** PROVIDED RECORDS follows **

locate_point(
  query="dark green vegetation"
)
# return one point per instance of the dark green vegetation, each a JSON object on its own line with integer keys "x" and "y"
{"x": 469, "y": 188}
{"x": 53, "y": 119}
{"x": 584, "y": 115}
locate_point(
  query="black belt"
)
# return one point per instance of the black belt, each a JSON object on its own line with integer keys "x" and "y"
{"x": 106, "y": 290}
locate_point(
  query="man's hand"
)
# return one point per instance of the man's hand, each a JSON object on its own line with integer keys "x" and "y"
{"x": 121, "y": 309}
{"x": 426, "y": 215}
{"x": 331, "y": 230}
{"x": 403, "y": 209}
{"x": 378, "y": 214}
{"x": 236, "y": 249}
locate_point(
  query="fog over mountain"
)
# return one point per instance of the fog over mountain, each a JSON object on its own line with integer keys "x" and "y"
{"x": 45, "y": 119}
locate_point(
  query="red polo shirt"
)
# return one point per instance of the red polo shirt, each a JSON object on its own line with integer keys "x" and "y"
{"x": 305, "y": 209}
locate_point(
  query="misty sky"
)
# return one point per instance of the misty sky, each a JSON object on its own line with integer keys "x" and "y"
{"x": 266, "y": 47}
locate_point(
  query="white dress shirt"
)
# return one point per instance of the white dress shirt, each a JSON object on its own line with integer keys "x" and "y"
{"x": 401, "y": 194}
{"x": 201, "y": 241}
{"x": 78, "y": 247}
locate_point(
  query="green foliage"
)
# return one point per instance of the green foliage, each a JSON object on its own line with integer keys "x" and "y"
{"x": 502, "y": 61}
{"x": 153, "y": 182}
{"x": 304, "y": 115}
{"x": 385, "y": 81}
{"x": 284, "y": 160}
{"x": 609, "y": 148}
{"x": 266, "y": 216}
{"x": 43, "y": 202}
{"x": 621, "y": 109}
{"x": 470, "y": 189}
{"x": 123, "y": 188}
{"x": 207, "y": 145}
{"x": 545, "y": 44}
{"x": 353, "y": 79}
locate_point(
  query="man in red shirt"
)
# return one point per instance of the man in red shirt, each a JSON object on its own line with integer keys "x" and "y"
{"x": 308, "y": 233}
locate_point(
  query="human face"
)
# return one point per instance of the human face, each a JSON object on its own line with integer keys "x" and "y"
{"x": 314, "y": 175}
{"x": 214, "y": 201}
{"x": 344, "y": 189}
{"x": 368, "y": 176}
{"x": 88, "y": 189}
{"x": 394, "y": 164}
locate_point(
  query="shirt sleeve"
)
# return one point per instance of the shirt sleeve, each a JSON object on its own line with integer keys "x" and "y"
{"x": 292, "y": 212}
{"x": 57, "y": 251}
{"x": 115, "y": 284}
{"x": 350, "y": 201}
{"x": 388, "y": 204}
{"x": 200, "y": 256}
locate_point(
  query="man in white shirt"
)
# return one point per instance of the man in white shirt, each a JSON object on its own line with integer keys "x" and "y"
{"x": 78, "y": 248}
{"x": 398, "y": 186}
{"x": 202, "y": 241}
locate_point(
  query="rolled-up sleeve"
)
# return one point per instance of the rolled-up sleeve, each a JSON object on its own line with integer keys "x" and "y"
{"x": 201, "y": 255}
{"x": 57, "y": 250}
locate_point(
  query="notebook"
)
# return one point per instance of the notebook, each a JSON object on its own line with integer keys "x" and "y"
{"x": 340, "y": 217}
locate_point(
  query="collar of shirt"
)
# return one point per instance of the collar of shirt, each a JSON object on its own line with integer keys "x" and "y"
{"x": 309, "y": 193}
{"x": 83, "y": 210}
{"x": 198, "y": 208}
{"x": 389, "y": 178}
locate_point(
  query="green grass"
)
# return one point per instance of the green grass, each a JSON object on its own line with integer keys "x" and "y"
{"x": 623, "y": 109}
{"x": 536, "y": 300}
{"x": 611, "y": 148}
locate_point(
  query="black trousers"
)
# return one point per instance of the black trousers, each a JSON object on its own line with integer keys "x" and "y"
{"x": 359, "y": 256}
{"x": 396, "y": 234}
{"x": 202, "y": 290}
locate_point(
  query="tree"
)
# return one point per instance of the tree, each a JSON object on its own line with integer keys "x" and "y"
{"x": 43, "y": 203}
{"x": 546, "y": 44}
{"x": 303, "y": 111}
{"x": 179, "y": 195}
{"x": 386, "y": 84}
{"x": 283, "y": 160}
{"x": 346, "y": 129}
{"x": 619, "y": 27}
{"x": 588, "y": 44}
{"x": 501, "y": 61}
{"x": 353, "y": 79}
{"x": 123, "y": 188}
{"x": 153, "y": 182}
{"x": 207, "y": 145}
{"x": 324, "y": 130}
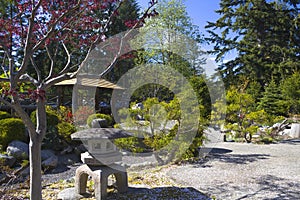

** End of PROVIDED RECORDS **

## GOAL OF THE EXERCISE
None of the pictures should appear, though every line of the data above must be reproduced exactly.

## OUTPUT
locate_point(
  query="dark green vegetation"
)
# return one point per instance of the dark green vegetation, each a JSON object on its own line with integer keys "x" and "y"
{"x": 469, "y": 188}
{"x": 53, "y": 119}
{"x": 584, "y": 115}
locate_point(
  query="black belt"
)
# return one point per instance of the black belt, each a JSON object on its own line with integer keys "x" and "y"
{"x": 106, "y": 290}
locate_point(
  query="man's hand"
)
# return one point per instance of the man's hand, each a JSON object on its own line with integer keys "x" and "y"
{"x": 121, "y": 309}
{"x": 426, "y": 215}
{"x": 331, "y": 230}
{"x": 403, "y": 209}
{"x": 378, "y": 214}
{"x": 236, "y": 249}
locate_point(
  query="fog over mountain"
)
# return one point per instance of the fog over mountain, each a JSON object on its own line with integer keys "x" and "y"
{"x": 45, "y": 119}
locate_point(
  query="red polo shirt"
)
# return one point per instance of the red polo shirt, each a JSON object on its own line with integer keys "x" and "y"
{"x": 305, "y": 209}
locate_point(
  query="misty sky"
)
# return one point per instance of the misty sky, each a JSON object on its own line with integer keys "x" and "y"
{"x": 266, "y": 47}
locate_point(
  query="white dress shirt"
)
# return one point per instance of the white dress shirt, each a JSON object on its own line with integer keys "x" and "y"
{"x": 401, "y": 194}
{"x": 201, "y": 241}
{"x": 78, "y": 247}
locate_point(
  query="green foliage"
)
# return one point per instance of the green foliage, each a JSON object on its own line with integer keys "x" and "y"
{"x": 502, "y": 61}
{"x": 153, "y": 182}
{"x": 304, "y": 115}
{"x": 385, "y": 81}
{"x": 284, "y": 160}
{"x": 609, "y": 148}
{"x": 266, "y": 216}
{"x": 43, "y": 202}
{"x": 621, "y": 109}
{"x": 470, "y": 189}
{"x": 123, "y": 188}
{"x": 207, "y": 145}
{"x": 545, "y": 44}
{"x": 353, "y": 79}
locate_point(
  query="man in red shirt"
)
# return one point per instance of the man in red shirt, each a JSON object on its own line with integer keys "x" and "y"
{"x": 308, "y": 233}
locate_point(
  query="human face"
)
# return one point per instance of the human face, each a JSON object on its own line with integer keys "x" and "y"
{"x": 314, "y": 175}
{"x": 214, "y": 201}
{"x": 344, "y": 189}
{"x": 368, "y": 176}
{"x": 88, "y": 189}
{"x": 394, "y": 164}
locate_point(
  query="shirt sleeve"
)
# return one point per instance of the shirt sleeve, each a JSON object on its own line with integer keys "x" and "y"
{"x": 292, "y": 212}
{"x": 57, "y": 251}
{"x": 115, "y": 284}
{"x": 350, "y": 201}
{"x": 388, "y": 204}
{"x": 200, "y": 256}
locate_point(
  query="man in white shirt"
)
# return one point per instance of the man in white shirt, each a JSON object on its own line with integer keys "x" and "y"
{"x": 78, "y": 248}
{"x": 398, "y": 186}
{"x": 202, "y": 241}
locate_point(
  query="rolled-up sleeve"
)
# return one point per instance of the rolled-up sleeve, each a JSON object on its own line with integer keys "x" and "y"
{"x": 201, "y": 255}
{"x": 57, "y": 250}
locate_point(
  query="notebook"
)
# return one point per instance of the notebook, each a JSON object on its own line with integer keys "x" and "y"
{"x": 340, "y": 217}
locate_point(
  query="collar of shirt"
)
# return one point per instance of the collar of shirt, each a JSON object on its own line with integer keys "x" and "y"
{"x": 309, "y": 193}
{"x": 83, "y": 210}
{"x": 198, "y": 208}
{"x": 389, "y": 178}
locate_point(
  query="green grass"
)
# return one point per instance of the green grass, each a JSON object on its own line with integer keys "x" and "y"
{"x": 623, "y": 109}
{"x": 536, "y": 300}
{"x": 611, "y": 148}
locate_point(
  query="black trousers"
)
# return one point per instance of the black trousers, each a JSON object on its own line with integer keys "x" and "y"
{"x": 359, "y": 256}
{"x": 396, "y": 234}
{"x": 202, "y": 290}
locate_point(
  query="tree"
)
# return one point per instance of the tree, each a JSON object on its own line with integer keys "x" and "y"
{"x": 43, "y": 203}
{"x": 546, "y": 44}
{"x": 303, "y": 111}
{"x": 179, "y": 195}
{"x": 386, "y": 84}
{"x": 283, "y": 160}
{"x": 346, "y": 129}
{"x": 619, "y": 27}
{"x": 588, "y": 44}
{"x": 501, "y": 61}
{"x": 353, "y": 79}
{"x": 123, "y": 188}
{"x": 153, "y": 182}
{"x": 207, "y": 145}
{"x": 324, "y": 130}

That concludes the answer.